## Source text
----------

NordSIM – Stockholm

Until now most of the posts have been about geologists traveling strictly for fieldwork. However, this is not the only reason geologists travel. Recently I made a non-fieldwork related trip to Stockholm, Sweden to use a Secondary Ion Mass Spectrometer (SIMS) housed at their Natural History Museum. The NordSIM facility is operated as a collaborative effort between the Nordic countries (Norway, Sweden, Finland, and Denmark. It is based around a Cameca 1280 ion microprobe which allows direct in situ micrometer scale measurement of isotopic and elemental compositions. The instrument has applications to a wide range of geological and chemical problems, from U-Pb and O isotopes in zircons (what I am interested in) to light stable isotope analysis of lunar and meteoritic samples. I was also fascinated to learn that many SIMS around the world are also used for analysis of particles collected from nuclear enrichment facilities in politically sensitive areas such as Iran and N. Korea. Dust particles are collect to assure that these countries are not enriching isotopes of uranium that are used for atomic weapons (U235).

----------

## Data provided

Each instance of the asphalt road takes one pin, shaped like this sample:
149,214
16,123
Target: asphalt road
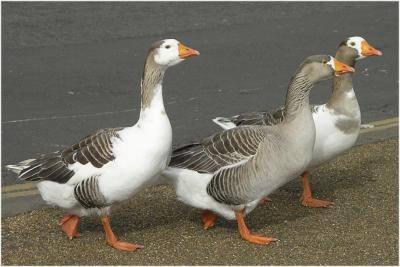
69,69
360,229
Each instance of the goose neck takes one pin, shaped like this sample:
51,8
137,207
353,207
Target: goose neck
342,86
297,97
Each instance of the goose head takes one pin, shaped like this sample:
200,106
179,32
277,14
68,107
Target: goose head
170,52
355,48
323,67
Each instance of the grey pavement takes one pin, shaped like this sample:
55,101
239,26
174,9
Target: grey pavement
69,69
360,229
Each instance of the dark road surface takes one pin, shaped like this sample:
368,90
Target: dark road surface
70,68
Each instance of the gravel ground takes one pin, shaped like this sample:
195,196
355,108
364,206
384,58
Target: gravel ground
361,229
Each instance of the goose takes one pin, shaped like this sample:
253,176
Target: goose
229,172
111,165
337,122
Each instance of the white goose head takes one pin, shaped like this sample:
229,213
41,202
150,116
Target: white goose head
170,52
358,48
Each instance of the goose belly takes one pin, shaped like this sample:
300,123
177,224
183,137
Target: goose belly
139,159
333,136
191,189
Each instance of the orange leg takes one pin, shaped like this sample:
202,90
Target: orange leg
245,232
208,218
112,239
69,224
306,198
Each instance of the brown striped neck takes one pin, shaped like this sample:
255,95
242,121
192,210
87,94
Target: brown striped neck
297,97
152,78
343,84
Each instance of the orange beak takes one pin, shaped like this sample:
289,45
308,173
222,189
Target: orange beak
368,50
185,51
341,68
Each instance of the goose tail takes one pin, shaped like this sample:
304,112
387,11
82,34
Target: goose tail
17,168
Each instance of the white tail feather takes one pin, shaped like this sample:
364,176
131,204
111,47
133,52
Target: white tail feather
20,166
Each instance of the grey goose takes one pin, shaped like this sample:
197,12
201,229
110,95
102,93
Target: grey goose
337,122
229,172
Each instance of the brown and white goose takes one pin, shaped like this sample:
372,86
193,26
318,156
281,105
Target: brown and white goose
337,122
111,165
229,172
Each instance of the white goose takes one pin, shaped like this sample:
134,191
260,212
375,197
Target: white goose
112,164
231,171
337,122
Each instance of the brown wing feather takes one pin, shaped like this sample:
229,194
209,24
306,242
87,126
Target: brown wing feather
219,150
95,149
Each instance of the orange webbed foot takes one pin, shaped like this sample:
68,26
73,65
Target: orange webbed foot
259,239
69,224
315,203
124,246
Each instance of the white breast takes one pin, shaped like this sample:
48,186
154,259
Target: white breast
330,140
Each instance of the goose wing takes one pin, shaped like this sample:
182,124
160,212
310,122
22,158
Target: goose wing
221,150
95,149
268,118
255,118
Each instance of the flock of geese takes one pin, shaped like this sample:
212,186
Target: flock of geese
226,174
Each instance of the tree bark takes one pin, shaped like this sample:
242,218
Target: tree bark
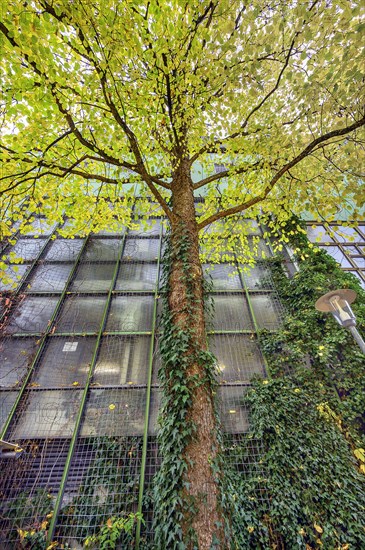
186,304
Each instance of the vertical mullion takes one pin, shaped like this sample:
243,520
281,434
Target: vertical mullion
32,264
42,342
83,400
148,396
256,327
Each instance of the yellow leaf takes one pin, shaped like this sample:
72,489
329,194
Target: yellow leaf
360,454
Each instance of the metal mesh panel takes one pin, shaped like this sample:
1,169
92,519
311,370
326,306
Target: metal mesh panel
84,405
233,409
28,490
100,487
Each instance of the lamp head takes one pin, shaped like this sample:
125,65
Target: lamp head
338,303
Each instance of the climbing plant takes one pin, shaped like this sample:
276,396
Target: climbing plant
178,347
309,418
110,484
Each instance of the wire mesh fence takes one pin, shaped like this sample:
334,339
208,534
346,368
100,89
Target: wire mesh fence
79,347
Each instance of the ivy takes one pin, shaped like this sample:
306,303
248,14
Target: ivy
178,348
110,482
309,491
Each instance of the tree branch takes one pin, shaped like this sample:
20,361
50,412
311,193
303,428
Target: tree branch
305,153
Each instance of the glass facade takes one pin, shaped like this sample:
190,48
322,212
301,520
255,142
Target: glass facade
345,244
78,381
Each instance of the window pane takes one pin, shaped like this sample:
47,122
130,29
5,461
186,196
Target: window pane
81,314
49,278
136,277
231,313
150,227
102,250
130,313
65,362
16,357
347,234
32,315
233,410
266,310
14,274
114,412
47,414
359,262
141,249
238,357
338,255
123,360
40,227
64,250
28,249
258,277
155,404
7,400
317,233
224,276
93,277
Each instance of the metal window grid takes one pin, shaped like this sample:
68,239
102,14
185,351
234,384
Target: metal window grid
82,385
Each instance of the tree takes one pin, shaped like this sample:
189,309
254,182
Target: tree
101,95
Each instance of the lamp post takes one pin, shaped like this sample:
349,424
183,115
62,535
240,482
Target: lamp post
338,303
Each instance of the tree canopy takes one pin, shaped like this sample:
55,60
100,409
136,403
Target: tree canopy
100,95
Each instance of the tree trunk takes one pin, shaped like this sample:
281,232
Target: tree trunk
202,519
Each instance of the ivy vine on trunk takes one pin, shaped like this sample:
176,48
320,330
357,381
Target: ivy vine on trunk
188,510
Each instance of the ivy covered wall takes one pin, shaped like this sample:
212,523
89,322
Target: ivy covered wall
309,416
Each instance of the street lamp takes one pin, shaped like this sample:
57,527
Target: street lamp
338,303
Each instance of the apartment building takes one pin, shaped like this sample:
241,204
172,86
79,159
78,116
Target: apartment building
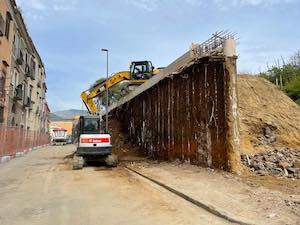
22,74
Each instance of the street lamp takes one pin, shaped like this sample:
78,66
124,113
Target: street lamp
106,122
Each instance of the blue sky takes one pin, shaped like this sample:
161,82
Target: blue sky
70,33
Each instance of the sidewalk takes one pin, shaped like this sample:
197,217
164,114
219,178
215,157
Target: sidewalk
225,192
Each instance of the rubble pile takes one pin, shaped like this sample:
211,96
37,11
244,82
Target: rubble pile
280,162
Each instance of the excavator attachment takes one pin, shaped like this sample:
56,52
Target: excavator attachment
140,72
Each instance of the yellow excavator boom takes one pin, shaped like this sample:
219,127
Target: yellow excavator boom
89,95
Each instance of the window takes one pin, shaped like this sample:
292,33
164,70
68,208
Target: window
7,24
1,114
91,125
15,79
2,84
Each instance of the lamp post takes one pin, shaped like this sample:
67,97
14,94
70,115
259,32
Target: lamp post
106,122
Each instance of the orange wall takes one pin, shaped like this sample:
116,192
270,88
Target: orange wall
68,125
5,45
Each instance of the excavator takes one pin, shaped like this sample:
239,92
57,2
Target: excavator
94,142
138,73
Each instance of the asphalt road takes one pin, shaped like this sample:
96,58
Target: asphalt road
41,188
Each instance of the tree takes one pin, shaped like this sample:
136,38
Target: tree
289,74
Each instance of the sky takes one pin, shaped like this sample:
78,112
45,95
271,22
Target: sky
69,35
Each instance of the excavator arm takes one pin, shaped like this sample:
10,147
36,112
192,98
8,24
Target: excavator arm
89,95
139,72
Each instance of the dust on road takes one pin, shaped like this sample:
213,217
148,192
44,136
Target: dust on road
41,188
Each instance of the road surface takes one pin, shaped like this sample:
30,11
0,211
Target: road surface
41,188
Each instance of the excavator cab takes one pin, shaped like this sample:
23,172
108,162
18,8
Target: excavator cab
141,70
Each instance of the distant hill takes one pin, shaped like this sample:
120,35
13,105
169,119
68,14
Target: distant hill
66,114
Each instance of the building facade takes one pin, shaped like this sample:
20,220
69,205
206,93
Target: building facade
22,74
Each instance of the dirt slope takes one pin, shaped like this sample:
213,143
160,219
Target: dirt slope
268,118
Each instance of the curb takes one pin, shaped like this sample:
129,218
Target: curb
209,208
18,154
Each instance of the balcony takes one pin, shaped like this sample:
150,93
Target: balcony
2,26
30,72
39,84
28,103
19,57
18,94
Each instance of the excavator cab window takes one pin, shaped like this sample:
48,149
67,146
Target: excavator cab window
141,70
89,125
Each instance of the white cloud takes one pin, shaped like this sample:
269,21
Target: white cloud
38,9
151,5
148,5
225,4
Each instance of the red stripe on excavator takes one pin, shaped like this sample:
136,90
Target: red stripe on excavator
94,140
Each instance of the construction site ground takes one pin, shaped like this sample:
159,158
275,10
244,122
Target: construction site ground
42,188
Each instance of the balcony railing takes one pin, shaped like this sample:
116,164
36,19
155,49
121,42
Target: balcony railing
18,95
30,72
19,57
28,103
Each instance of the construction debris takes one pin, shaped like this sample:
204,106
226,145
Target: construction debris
268,118
283,162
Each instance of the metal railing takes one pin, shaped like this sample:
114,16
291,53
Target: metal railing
16,139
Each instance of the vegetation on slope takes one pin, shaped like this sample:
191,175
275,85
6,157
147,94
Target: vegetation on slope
287,76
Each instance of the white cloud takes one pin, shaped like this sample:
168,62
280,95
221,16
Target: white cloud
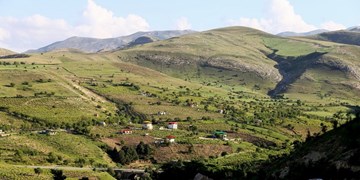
183,24
4,34
21,34
332,26
281,16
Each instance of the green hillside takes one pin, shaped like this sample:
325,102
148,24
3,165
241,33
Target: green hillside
263,92
343,37
5,52
272,64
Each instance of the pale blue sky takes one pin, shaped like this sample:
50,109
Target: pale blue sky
26,24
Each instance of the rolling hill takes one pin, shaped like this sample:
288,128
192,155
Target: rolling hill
263,91
292,34
351,36
5,52
93,45
272,64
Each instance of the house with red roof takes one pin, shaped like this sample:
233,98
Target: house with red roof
126,131
172,125
170,139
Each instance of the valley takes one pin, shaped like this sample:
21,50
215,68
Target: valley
238,96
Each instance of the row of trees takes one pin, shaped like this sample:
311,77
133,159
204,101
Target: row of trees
129,154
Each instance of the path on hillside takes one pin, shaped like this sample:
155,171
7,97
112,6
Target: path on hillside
82,92
79,168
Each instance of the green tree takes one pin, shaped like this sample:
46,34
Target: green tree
58,174
38,171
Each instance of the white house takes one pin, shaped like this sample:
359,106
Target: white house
170,139
172,125
161,113
126,131
147,125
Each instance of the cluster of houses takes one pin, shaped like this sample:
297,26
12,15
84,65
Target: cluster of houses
147,125
49,132
220,135
3,134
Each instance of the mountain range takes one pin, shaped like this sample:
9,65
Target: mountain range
93,45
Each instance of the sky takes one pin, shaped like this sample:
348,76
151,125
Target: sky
31,24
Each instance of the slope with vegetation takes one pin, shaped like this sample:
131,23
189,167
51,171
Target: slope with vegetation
266,93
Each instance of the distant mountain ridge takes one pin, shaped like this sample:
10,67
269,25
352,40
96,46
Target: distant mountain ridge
354,29
310,33
5,52
350,36
93,45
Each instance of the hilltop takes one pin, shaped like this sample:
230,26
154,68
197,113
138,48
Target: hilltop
93,45
264,92
272,64
5,52
310,33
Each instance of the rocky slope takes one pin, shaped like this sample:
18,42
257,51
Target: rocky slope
279,65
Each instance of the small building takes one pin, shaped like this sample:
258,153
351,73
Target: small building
126,131
170,139
257,122
172,125
147,125
220,134
3,134
50,132
102,123
162,113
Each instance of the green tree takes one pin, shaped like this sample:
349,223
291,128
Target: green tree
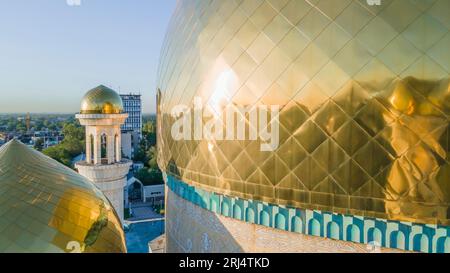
72,145
150,176
39,144
151,154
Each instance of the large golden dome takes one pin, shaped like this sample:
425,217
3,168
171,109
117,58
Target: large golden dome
363,97
101,100
47,207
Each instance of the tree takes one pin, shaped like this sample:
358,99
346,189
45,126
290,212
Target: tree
39,144
149,176
71,146
152,155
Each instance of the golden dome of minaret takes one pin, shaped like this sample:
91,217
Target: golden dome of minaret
101,100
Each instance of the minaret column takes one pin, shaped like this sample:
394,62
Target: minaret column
88,147
97,148
118,140
110,148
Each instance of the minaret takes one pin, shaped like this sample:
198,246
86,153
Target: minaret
102,114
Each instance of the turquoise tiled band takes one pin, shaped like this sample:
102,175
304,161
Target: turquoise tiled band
385,233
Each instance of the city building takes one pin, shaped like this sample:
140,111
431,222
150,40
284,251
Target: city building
132,128
102,114
355,155
46,207
136,192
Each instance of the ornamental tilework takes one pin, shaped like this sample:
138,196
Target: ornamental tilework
365,230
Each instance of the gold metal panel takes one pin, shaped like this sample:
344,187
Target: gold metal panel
47,207
364,102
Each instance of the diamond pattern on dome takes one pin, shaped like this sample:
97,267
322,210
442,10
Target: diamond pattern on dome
363,94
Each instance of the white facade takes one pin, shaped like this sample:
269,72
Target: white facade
107,170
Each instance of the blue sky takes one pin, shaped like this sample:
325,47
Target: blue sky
51,53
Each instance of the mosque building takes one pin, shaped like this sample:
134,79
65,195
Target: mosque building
361,100
102,115
46,207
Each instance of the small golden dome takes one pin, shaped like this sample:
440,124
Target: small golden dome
53,207
101,100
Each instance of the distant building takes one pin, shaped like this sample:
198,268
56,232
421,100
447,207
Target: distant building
132,128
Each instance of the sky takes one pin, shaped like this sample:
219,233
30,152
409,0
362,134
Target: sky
52,53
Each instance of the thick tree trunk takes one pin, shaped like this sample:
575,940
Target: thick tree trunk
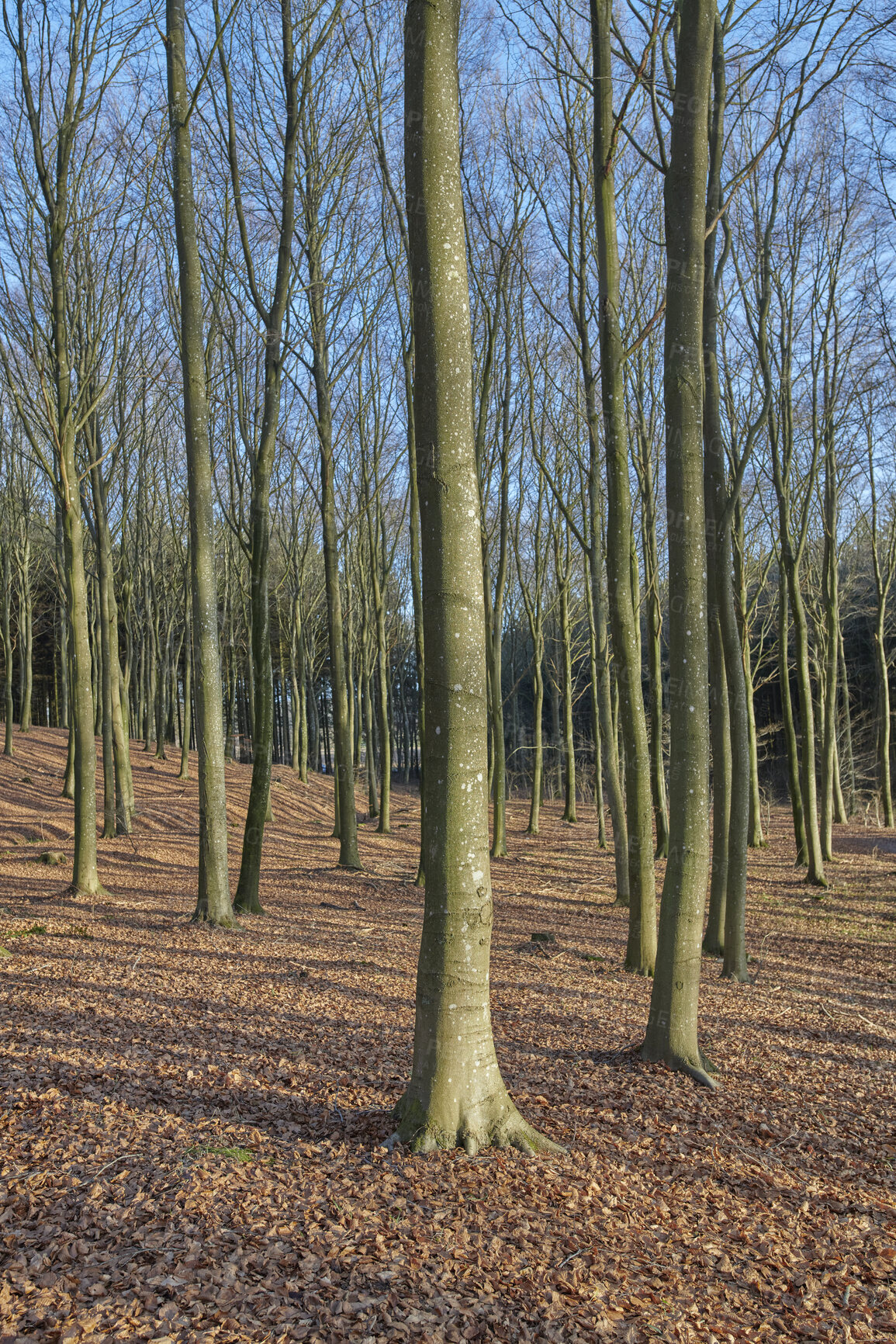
730,734
641,949
213,901
672,1026
455,1094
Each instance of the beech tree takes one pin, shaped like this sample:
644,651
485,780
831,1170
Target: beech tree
672,1026
455,1094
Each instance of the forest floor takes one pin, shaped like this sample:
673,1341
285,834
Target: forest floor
194,1124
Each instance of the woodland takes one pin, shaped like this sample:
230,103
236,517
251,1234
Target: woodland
448,525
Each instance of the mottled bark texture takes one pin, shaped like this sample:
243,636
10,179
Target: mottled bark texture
641,949
672,1026
455,1094
213,901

----------

## Task goal
Write the next part of the passage about the NordSIM trip to Stockholm, picking up after its last sentence. The items are a separate set of material, unrelated to the Stockholm passage.

## Response for this exercise
Cameca 1280 Ion Microprobe SIMS
I used this instrument to analyze zircons for oxygen isotopes which allow me to determine whether or not zircons are derived straight from the mantle or if the zircons have reached the surface and interacted with the atmosphere thus changing its delta oxygen 18 values. Zircons derived straight from the mantle have oxygen isotopes that fall within a specific narrow range and detrital or metamorphic zircons have very different signatures.
Multi-collector analyzers (photo by Staffan Waerndt, Stockholm Museum of Natural History)
The SIMS guru, Martin Whitehouse (photo by Staffan Waerndt, Stockholm Museum of Natural History)
No trip to Stockholm would be complete without spending a couple of hours at the Vasa Museum. The Vasa is a ship that was designed to be one of the largest warships of the time however it turns out it was a bit too big for its britches. It was built in 1628 and sunk the day of its maiden voyage. The ship was beautifully preserved for over 300 years in the cold waters of the Baltic Sea until it was recovered in 1961. Of course the Vasa is one of a kind as no other ship has been preserved in such spectacular condition.